#### Sección de texto ####

El detective le agarró la mano que llevaba vendada, y que no había sanado del todo, le arrancó la venda y expuso la herida.
“Y esta herida ¿cómo te la hiciste?”
“Me asaltaron unos ladrones en el mercado”.
El primer golpe se lo dio con el puño; el segundo con la cacha de su pistola.
“¿A mí me vas a engañar vos, hijuep…? ¿A mí me vas a engañar?”
Con el tercer golpe le quebró dos dientes y le rompió el labio superior. Nadie se atrevió a intervenir. Aquel hombre era el DIN, y el DIN no entendía razones. La herida de la mano sangró de nuevo.
INTERROGATORIO. El sospechoso era fuerte y resistió
varios golpes más. Dijo que lo habían asaltado, que se había defendido y que los ladrones lo hirieron. Y esa historia la repetía a pesar de la insistencia del detective de acusarlo del asesinato de Luis.

#### Registros mostrados ####

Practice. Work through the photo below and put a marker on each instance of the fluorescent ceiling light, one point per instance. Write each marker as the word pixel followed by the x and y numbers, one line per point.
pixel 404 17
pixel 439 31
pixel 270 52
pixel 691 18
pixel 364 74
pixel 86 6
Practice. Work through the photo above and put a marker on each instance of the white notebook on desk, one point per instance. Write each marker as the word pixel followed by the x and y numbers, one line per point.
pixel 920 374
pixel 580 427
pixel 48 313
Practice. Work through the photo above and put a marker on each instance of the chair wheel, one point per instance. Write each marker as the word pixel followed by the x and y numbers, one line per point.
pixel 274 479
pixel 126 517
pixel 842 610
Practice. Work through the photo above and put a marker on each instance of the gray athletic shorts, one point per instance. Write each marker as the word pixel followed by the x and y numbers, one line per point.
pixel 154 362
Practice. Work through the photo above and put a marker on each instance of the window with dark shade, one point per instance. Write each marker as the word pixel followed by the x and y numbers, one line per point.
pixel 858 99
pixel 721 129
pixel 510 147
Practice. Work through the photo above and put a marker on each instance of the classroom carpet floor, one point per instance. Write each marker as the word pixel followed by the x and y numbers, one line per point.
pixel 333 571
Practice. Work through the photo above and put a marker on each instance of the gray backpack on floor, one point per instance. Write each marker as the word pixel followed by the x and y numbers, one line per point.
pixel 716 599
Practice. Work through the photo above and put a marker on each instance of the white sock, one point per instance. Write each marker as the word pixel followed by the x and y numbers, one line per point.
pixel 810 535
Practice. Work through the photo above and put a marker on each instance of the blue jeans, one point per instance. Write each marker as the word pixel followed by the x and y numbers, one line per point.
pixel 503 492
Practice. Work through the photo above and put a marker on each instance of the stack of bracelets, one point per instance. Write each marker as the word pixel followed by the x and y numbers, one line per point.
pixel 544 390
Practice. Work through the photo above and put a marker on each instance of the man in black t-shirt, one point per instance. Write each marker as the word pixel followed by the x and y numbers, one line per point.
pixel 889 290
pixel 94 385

####

Tareas requeridas:
a. Indica si cada afirmación concuerda con el relato del interrogatorio. Responde sí o no y cita textualmente las palabras que lo deciden: (i) El detective golpeó al sospechoso primero con la cacha de la pistola. (ii) Nadie intervino mientras el detective golpeaba al sospechoso. (iii) El sospechoso afirmó que lo asaltaron unos ladrones en el mercado.
b. Por favor, prolonga el relato del interrogatorio a partir de su última oración.

Respuestas:
a.
(i) No: «El primer golpe se lo dio con el puño; el segundo con la cacha de su pistola.»
(ii) Sí: «Nadie se atrevió a intervenir.»
(iii) Sí: «Me asaltaron unos ladrones en el mercado».

b.
La “capucha” no funcionó. Los toques eléctricos en los testículos lo hacían gritar de dolor y “El helicóptero” le amarraba más la lengua. Cuando le arrancaron dos uñas se desmayó y tardó en despertarse, a pesar del agua helada que le lanzaban en el rostro. Hacia la medianoche, los “interrogadores” estaban cansados. A la mañana siguiente tenían que presentarle un informe al teniente y aquel hombre no confesaba. Entonces uno de ellos tuvo una idea. Iban a colgarlo como a Jesucristo.
Los lazos eran gruesos y los cruzaron por dos de las argollas que estaban empotradas en el techo de cemento, lo amarraron de pies y manos, hacia la espalda, y lo desnudaron. Poco a poco lo levantaron hasta que quedó colgando pegado a la pared, entonces uno de los “interrogadores” se subió en un taburete, amarró una cuerda de cáñamo alrededor de los testículos del sospechoso y en el otro extremo amarró un ladrillo. El hombre dio un aullido. El dolor era insoportable.
“¡Ya no!” ¡Ya no! ¡Quítenme esto!”
“¿Vas a confesar?”
Antes de que pudiera responder, se desmayó de nuevo.
“Dejémoluay –dijo el detective– hasta que se despierte para que confiese”.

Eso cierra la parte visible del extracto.